_Task to complete_
Take the line that contains "Note: annotate every instance of the gray" as the first and the last line of the material as the final one; set down exactly the lines in that span.

= = = =

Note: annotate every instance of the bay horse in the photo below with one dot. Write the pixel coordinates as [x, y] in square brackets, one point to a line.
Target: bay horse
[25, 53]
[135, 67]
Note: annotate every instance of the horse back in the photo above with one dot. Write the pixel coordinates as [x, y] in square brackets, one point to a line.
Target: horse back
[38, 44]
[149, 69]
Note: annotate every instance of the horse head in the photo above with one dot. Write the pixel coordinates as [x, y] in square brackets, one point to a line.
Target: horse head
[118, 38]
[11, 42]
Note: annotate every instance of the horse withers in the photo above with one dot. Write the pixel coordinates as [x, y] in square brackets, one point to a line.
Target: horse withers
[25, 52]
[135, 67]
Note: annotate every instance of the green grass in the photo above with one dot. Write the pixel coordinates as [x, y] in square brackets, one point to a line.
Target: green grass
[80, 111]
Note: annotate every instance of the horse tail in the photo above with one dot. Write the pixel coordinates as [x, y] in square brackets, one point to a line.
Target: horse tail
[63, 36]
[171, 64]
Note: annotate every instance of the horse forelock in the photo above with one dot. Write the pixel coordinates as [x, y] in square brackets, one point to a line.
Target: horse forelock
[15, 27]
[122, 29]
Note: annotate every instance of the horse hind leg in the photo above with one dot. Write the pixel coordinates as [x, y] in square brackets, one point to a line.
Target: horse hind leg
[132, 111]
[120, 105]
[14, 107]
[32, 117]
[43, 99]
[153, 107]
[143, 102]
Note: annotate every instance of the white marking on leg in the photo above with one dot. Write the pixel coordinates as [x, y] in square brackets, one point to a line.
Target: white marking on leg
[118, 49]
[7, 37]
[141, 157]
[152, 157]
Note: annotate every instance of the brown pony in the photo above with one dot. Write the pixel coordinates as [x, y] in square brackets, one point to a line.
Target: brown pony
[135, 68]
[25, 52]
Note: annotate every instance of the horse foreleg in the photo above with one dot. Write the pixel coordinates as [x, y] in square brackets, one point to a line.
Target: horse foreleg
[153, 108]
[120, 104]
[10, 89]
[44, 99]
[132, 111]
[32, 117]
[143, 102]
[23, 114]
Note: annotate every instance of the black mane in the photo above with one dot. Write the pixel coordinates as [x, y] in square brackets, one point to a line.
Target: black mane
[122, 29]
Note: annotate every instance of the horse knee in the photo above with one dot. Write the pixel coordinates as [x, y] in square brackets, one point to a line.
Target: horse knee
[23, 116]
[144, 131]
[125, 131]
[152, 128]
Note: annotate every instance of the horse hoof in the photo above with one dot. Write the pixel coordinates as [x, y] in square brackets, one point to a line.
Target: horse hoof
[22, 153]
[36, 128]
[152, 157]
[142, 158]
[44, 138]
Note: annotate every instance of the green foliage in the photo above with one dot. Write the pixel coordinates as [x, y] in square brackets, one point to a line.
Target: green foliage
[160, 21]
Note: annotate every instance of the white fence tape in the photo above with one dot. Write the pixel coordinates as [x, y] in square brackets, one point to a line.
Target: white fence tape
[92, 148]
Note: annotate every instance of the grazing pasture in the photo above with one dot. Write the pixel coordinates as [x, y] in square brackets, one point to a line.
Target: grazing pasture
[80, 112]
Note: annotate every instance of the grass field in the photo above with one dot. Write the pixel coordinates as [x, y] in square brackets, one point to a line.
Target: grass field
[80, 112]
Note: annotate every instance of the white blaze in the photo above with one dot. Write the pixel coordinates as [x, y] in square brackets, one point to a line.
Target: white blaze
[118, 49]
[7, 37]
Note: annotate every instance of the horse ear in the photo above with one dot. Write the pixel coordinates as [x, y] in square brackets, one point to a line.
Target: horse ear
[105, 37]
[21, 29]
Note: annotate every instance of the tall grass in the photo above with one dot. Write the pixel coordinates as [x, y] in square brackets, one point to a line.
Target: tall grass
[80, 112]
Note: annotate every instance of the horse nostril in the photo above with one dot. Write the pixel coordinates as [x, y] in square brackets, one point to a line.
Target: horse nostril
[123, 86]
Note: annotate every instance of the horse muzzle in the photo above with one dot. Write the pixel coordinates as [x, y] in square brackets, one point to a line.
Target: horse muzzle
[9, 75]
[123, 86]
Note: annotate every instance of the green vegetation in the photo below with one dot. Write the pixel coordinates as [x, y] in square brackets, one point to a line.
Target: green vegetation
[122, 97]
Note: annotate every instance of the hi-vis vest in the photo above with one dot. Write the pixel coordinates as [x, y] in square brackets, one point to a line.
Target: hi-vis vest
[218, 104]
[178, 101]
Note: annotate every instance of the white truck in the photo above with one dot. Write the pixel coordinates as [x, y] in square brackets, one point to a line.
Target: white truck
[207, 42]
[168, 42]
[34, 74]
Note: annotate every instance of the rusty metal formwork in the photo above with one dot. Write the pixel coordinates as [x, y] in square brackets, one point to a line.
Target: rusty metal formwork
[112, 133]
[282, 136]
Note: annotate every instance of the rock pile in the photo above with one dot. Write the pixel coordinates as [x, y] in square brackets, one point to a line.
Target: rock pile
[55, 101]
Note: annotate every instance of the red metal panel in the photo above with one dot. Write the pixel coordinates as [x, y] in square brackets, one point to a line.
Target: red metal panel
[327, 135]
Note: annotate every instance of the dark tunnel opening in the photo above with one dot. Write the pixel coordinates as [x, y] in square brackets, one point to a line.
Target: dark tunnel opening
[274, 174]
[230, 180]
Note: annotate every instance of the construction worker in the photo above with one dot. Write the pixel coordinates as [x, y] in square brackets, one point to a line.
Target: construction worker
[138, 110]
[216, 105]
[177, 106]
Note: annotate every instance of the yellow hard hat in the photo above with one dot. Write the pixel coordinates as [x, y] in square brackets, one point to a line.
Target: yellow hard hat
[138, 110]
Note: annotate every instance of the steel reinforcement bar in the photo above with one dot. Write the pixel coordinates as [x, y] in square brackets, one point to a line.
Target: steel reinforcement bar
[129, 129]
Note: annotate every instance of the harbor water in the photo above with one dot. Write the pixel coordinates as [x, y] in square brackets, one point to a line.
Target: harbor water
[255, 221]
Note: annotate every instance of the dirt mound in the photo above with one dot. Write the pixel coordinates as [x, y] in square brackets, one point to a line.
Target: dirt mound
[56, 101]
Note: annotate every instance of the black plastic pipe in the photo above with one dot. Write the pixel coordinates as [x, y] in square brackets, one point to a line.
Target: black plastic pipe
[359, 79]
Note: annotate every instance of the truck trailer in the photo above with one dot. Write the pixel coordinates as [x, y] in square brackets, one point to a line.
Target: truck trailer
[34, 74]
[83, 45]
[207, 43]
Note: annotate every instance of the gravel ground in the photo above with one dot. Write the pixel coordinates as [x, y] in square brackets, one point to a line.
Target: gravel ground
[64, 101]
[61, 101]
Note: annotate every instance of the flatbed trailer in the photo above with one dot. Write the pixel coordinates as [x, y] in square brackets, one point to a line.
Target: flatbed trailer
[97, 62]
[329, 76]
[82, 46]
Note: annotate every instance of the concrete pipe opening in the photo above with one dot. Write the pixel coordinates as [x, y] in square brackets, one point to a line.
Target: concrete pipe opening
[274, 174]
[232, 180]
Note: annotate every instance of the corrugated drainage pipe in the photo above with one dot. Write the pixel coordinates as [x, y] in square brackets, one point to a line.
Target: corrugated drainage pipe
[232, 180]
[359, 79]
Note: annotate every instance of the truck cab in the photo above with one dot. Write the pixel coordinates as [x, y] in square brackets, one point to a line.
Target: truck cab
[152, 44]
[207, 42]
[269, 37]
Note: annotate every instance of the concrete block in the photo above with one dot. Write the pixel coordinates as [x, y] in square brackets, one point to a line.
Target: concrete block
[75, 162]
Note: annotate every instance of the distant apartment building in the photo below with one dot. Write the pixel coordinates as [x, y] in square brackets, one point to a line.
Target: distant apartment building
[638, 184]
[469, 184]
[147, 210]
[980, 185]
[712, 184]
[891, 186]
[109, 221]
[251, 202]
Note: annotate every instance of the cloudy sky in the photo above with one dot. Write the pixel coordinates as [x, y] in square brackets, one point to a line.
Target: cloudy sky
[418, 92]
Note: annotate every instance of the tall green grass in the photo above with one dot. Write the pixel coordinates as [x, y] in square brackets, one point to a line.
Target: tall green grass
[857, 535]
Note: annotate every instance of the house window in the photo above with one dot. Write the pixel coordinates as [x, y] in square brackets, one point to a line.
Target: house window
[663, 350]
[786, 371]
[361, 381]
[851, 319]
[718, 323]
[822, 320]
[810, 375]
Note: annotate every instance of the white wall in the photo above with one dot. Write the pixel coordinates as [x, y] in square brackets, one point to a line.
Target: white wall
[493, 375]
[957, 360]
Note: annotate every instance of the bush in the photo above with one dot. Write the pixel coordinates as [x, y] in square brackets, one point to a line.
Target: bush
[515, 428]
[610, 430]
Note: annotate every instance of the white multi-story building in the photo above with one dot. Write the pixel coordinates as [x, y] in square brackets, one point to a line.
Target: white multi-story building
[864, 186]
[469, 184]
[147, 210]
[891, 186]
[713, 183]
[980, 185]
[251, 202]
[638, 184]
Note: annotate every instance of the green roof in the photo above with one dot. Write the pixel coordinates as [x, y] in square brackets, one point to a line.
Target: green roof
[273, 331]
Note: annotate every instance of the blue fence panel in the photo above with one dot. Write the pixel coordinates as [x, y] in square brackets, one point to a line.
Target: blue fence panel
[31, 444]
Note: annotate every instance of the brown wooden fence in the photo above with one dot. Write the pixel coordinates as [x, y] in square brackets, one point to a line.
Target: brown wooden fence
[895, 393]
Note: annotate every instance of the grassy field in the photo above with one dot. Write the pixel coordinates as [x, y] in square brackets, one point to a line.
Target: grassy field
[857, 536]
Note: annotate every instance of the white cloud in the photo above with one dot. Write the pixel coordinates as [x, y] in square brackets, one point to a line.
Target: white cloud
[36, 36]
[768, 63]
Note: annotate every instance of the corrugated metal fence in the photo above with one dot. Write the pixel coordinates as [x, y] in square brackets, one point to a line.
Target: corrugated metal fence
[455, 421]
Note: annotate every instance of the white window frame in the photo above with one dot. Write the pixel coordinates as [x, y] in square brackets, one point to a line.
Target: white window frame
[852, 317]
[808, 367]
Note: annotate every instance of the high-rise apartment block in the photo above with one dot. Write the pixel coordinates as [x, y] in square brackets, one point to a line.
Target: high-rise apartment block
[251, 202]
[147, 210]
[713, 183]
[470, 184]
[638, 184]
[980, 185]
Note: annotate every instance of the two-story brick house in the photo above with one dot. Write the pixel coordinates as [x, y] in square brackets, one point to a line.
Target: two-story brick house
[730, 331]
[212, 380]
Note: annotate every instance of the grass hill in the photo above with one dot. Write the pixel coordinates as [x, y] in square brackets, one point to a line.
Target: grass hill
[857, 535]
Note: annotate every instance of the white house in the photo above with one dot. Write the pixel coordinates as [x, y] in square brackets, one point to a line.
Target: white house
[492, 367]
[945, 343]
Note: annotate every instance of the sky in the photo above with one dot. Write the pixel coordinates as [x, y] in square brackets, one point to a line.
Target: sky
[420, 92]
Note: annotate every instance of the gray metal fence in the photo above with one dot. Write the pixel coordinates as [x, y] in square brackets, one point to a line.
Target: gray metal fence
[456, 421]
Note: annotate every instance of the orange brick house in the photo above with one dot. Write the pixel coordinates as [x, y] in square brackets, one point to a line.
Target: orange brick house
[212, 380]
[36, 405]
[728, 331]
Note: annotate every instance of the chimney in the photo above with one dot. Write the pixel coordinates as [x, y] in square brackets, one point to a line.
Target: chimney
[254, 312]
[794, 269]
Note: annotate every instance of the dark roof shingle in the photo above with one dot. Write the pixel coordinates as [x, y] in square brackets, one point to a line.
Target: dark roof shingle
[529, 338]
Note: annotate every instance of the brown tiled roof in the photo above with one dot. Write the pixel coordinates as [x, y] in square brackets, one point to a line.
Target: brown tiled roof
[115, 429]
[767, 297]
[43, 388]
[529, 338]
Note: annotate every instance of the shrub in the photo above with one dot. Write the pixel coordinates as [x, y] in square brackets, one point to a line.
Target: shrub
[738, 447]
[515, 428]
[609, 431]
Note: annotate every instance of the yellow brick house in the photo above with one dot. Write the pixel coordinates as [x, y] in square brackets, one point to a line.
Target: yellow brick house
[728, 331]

= = = =

_Answer below_
Note: annotate every instance of the gray metal fence in the photo above with one dot. Write the pixel coordinates as [x, y] in square brackets, one point to a line.
Target: gray metal fence
[456, 421]
Note: annotate every instance of the orange brick house in the photo above with one dot. Write the pixel coordinates as [x, y] in square brackets, one point to a line.
Target: orange brick house
[212, 380]
[36, 405]
[728, 331]
Note: annotate every instance of the chimney in the photo above with one dot. Write the pixel coordinates as [x, y] in square brackets, one point to a line.
Target: chimney
[254, 312]
[794, 269]
Note: annotate every instance of the dark roof shingle in the photo above with one dot. Write the pixel coordinates as [x, y] in square brackets, one point to a line.
Target: dark roof shingle
[529, 338]
Note: annotate every instance of the brown tiled roof in the photo above with one dot. Write the pixel coordinates as [x, y] in square brackets, one point to a line.
Target: brown tiled roof
[115, 429]
[767, 297]
[43, 388]
[529, 338]
Note: annotate every instance of the shrub in the photo above with one dot. Write the pixel coordinates as [x, y] in square brackets, one point to a line.
Target: shrub
[738, 447]
[515, 428]
[609, 431]
Note: annotate every instance of the yellow brick house in the photo above with one dot. Write the pixel coordinates as [x, y] in square brackets, one point to a line.
Target: yellow brick house
[728, 331]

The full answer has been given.